►

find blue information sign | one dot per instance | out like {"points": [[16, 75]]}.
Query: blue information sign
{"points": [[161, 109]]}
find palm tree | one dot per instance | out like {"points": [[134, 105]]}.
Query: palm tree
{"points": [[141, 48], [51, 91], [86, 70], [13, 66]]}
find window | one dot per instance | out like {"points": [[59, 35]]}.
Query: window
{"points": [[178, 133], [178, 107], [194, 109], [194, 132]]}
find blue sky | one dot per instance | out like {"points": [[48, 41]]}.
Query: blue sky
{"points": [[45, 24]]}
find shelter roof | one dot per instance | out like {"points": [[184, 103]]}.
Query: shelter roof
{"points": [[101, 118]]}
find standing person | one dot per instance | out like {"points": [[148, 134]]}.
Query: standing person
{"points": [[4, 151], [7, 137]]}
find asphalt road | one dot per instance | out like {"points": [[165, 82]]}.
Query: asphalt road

◄

▶ _INSTRUCTIONS TO FOLLOW_
Exactly reproduce every record.

▶ _EXPECTED ANSWER_
find blue information sign | one dot per instance | out like {"points": [[16, 75]]}.
Query: blue information sign
{"points": [[161, 109]]}
find palm tree | one dot per instance | out like {"points": [[134, 105]]}.
Query: palm tree
{"points": [[141, 48], [51, 91], [86, 70], [13, 66]]}
find window | one dot per instance | out like {"points": [[59, 35]]}.
Query: window
{"points": [[178, 133], [178, 107], [194, 109], [194, 132]]}
find blue sky | one dot per instance | out like {"points": [[48, 41]]}.
Query: blue sky
{"points": [[45, 24]]}
find shelter roof | one dot per instance | out like {"points": [[184, 103]]}.
Query: shelter roof
{"points": [[101, 118]]}
find standing person | one dot per instance | out like {"points": [[148, 134]]}.
Query: standing person
{"points": [[4, 151], [7, 137]]}
find asphalt road | one dot per instance | out like {"points": [[165, 82]]}.
Query: asphalt road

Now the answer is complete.